• Instruction: Collect every line in the records below that contains the word "Could", copying each one in full.

___ Records shown

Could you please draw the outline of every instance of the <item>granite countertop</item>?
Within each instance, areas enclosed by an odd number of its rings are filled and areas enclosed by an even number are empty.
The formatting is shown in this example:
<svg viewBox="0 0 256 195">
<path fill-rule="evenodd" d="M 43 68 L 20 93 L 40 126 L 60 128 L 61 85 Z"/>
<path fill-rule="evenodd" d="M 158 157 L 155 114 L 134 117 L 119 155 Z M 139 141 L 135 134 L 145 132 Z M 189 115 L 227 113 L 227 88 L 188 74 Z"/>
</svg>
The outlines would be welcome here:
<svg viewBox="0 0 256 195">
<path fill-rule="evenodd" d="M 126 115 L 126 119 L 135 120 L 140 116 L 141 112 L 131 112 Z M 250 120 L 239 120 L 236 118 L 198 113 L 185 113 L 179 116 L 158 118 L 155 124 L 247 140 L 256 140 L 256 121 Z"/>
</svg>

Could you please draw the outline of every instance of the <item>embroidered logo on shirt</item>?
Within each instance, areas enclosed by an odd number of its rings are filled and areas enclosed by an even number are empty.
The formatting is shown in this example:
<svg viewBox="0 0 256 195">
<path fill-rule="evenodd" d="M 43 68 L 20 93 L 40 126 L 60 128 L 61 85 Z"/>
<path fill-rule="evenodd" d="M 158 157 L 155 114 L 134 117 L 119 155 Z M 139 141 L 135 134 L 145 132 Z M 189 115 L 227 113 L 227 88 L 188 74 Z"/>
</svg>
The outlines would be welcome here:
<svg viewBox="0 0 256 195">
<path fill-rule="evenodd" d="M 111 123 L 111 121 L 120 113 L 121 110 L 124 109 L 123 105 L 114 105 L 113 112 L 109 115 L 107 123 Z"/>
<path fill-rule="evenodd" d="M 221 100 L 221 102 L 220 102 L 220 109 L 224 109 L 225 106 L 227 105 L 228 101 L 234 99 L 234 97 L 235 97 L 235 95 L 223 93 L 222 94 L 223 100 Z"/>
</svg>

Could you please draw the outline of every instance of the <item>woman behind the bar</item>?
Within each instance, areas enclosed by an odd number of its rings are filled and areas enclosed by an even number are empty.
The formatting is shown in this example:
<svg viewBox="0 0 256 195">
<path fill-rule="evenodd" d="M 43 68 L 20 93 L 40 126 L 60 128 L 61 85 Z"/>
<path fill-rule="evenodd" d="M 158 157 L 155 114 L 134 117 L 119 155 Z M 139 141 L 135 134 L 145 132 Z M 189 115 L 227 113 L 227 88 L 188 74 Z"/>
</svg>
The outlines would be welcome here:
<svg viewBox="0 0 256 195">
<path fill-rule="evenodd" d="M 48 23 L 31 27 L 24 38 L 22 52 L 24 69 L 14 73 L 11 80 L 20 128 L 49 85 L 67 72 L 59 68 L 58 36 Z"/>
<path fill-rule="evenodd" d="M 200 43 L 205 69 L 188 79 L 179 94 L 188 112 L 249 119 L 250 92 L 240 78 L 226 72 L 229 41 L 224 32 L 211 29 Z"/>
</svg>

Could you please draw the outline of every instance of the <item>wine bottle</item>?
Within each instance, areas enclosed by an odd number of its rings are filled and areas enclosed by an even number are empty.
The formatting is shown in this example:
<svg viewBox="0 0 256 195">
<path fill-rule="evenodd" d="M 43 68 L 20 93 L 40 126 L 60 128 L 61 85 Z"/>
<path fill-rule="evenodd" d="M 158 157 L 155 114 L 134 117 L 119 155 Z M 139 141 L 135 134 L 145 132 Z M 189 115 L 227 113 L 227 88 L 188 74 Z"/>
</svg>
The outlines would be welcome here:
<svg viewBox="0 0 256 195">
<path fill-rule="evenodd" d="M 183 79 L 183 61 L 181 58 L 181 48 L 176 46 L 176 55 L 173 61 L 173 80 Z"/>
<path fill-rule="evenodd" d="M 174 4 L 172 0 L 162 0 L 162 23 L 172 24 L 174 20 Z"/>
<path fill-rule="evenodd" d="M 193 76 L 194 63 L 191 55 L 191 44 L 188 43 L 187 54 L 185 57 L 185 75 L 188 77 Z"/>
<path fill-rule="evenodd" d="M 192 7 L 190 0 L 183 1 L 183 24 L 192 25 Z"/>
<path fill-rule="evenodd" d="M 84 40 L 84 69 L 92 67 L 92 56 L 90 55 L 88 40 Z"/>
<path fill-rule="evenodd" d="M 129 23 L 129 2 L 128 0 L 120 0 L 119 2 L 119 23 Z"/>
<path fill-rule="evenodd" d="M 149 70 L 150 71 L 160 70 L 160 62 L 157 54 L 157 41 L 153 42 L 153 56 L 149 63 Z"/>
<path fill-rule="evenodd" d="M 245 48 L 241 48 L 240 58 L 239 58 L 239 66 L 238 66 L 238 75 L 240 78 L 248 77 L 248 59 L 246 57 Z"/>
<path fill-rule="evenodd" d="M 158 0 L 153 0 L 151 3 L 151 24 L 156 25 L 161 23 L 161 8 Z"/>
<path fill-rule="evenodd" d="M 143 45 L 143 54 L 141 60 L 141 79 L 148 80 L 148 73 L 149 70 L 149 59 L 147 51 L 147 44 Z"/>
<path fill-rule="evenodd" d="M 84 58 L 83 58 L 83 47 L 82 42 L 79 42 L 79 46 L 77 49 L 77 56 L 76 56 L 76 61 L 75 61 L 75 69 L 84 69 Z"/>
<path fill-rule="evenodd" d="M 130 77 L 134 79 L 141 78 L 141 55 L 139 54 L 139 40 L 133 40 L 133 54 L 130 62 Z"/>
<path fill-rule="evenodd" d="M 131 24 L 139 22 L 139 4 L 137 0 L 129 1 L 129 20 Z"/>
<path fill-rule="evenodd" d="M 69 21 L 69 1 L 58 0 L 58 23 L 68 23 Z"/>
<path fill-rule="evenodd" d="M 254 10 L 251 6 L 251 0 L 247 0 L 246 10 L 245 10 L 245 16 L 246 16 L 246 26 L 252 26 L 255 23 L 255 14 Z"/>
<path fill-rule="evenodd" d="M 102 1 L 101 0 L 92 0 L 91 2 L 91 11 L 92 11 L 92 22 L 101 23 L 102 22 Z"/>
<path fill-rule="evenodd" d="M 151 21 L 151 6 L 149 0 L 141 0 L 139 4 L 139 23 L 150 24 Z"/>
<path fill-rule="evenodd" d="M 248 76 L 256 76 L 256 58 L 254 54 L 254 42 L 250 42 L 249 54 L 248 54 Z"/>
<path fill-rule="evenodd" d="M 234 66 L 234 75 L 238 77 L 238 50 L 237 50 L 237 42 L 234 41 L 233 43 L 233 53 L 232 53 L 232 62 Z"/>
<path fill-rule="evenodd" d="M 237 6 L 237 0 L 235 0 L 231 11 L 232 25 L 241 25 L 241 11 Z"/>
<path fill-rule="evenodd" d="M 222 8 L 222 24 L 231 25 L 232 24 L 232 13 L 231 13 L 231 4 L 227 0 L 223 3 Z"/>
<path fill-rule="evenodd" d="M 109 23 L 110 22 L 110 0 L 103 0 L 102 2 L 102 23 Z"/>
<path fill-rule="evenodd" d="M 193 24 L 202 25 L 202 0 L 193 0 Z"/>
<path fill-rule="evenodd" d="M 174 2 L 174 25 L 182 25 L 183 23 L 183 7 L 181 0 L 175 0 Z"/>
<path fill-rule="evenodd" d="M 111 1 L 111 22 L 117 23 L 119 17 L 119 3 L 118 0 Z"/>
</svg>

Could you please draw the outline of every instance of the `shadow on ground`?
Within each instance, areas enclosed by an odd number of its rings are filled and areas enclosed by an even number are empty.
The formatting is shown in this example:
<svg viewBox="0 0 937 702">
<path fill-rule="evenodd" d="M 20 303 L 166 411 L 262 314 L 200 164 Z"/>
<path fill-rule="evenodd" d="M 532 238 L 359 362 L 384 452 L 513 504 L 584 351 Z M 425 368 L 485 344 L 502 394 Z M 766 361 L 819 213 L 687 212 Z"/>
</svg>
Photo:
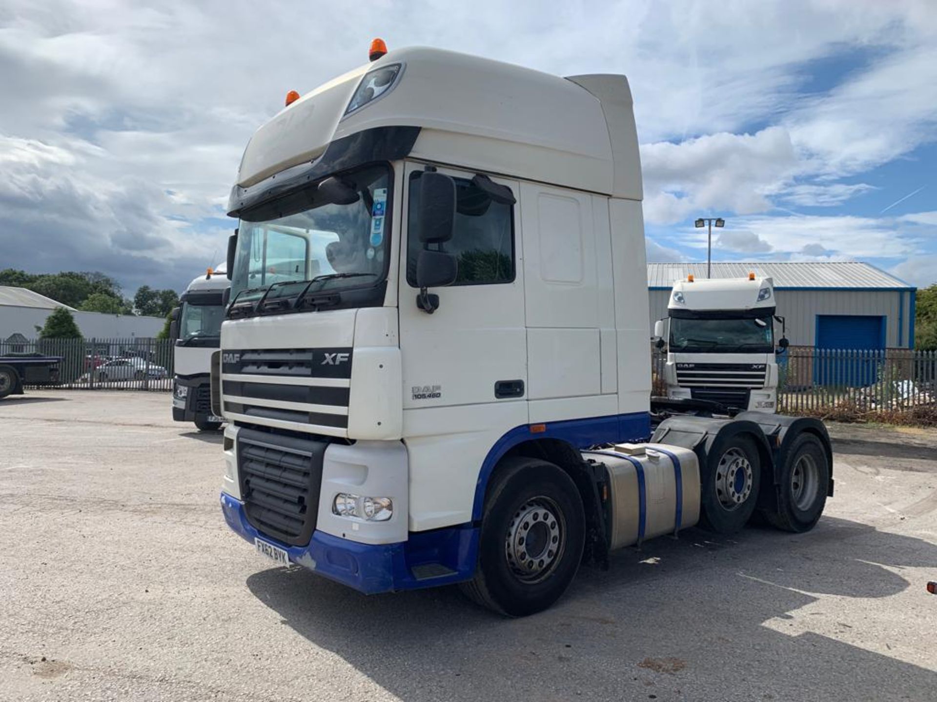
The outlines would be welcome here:
<svg viewBox="0 0 937 702">
<path fill-rule="evenodd" d="M 507 690 L 537 700 L 921 699 L 937 675 L 840 640 L 861 636 L 828 619 L 844 607 L 791 614 L 820 593 L 900 593 L 909 582 L 888 567 L 907 565 L 937 572 L 937 548 L 825 518 L 807 534 L 688 530 L 618 552 L 608 571 L 584 568 L 556 607 L 523 620 L 491 615 L 455 588 L 366 597 L 299 568 L 247 586 L 283 623 L 407 702 Z"/>
<path fill-rule="evenodd" d="M 0 400 L 0 409 L 9 407 L 14 404 L 39 404 L 40 402 L 67 402 L 70 400 L 67 397 L 36 397 L 35 395 L 17 395 L 15 397 L 5 397 Z"/>
</svg>

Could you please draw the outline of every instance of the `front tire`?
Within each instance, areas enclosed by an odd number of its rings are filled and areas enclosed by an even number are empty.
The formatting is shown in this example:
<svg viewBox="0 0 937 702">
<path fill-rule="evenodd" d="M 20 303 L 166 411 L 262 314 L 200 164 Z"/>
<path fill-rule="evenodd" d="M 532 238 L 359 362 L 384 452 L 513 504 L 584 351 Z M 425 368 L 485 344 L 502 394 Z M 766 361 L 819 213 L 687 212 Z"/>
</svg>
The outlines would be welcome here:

______

• Reply to the exercise:
Could you please draw the outline of every instance of the <item>granite countertop</item>?
Could you please draw the outline of every instance of the <item>embroidered logo on shirt</item>?
Could you please draw the outline of every instance of the <item>woman behind the bar</item>?
Could you please draw the outline of every instance of the <item>wine bottle</item>?
Could you please draw the outline of every instance of the `shadow on ground`?
Could you please draw the outline of every instance of the `front tire`?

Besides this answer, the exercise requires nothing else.